Task details: Please state how many lines of the records below contain the word "distant", giving only the number. Case counts.

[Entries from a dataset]
## BEGIN
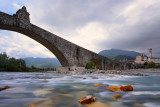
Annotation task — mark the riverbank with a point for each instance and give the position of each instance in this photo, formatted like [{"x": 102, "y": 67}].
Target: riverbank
[{"x": 129, "y": 72}]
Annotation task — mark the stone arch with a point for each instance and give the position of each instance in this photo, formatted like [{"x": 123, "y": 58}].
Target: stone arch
[
  {"x": 122, "y": 67},
  {"x": 97, "y": 63},
  {"x": 41, "y": 40},
  {"x": 116, "y": 66},
  {"x": 108, "y": 66}
]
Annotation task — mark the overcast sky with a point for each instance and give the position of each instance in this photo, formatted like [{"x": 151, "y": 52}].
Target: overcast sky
[{"x": 93, "y": 24}]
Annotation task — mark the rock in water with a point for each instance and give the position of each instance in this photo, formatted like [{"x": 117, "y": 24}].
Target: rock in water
[
  {"x": 116, "y": 96},
  {"x": 121, "y": 88},
  {"x": 99, "y": 84},
  {"x": 87, "y": 99},
  {"x": 126, "y": 88},
  {"x": 114, "y": 88}
]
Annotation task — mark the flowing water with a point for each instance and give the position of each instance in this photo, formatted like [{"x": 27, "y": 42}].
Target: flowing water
[{"x": 53, "y": 90}]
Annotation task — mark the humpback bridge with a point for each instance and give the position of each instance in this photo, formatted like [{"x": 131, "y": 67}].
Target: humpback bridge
[{"x": 68, "y": 54}]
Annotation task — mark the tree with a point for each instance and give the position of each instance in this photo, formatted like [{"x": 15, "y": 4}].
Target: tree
[{"x": 90, "y": 65}]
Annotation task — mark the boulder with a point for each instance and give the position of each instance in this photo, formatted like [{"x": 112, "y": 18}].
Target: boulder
[
  {"x": 87, "y": 99},
  {"x": 116, "y": 96}
]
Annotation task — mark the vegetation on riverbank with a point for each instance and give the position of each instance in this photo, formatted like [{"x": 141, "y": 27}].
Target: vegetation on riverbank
[{"x": 13, "y": 64}]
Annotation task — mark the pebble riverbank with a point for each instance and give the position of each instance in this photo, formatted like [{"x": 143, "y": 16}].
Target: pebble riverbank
[{"x": 131, "y": 72}]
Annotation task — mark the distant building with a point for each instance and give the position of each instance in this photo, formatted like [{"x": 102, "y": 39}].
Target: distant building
[{"x": 142, "y": 59}]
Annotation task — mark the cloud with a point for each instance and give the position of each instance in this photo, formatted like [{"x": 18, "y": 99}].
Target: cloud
[{"x": 95, "y": 25}]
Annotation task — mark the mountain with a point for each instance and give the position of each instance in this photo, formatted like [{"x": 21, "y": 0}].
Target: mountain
[
  {"x": 112, "y": 53},
  {"x": 42, "y": 62}
]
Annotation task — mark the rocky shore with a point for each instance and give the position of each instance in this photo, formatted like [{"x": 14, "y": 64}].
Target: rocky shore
[{"x": 130, "y": 72}]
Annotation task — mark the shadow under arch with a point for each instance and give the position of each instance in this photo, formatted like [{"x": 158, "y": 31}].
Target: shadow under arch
[
  {"x": 108, "y": 66},
  {"x": 97, "y": 63},
  {"x": 122, "y": 67},
  {"x": 36, "y": 36},
  {"x": 116, "y": 66}
]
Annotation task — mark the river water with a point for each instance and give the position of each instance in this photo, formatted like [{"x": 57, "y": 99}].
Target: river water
[{"x": 53, "y": 90}]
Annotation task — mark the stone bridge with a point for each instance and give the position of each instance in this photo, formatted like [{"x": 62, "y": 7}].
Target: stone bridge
[{"x": 68, "y": 54}]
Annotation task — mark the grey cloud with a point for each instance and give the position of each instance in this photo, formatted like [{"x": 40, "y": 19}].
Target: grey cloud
[
  {"x": 141, "y": 36},
  {"x": 70, "y": 14}
]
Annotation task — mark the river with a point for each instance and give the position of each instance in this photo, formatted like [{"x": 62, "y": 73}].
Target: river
[{"x": 40, "y": 89}]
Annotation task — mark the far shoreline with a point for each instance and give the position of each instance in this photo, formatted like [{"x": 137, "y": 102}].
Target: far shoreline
[{"x": 129, "y": 72}]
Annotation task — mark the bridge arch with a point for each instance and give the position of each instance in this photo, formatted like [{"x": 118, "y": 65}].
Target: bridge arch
[
  {"x": 97, "y": 64},
  {"x": 14, "y": 23},
  {"x": 42, "y": 41},
  {"x": 69, "y": 54}
]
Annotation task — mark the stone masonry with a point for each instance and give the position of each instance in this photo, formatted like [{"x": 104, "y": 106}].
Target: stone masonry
[{"x": 68, "y": 54}]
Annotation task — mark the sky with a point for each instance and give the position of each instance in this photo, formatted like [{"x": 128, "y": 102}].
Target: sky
[{"x": 93, "y": 24}]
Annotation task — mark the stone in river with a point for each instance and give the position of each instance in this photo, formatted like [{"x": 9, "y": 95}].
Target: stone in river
[
  {"x": 138, "y": 105},
  {"x": 97, "y": 104},
  {"x": 99, "y": 84},
  {"x": 87, "y": 99},
  {"x": 116, "y": 96}
]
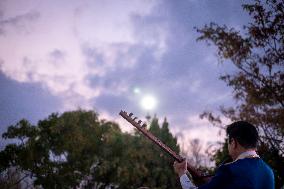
## END
Exercise output: 2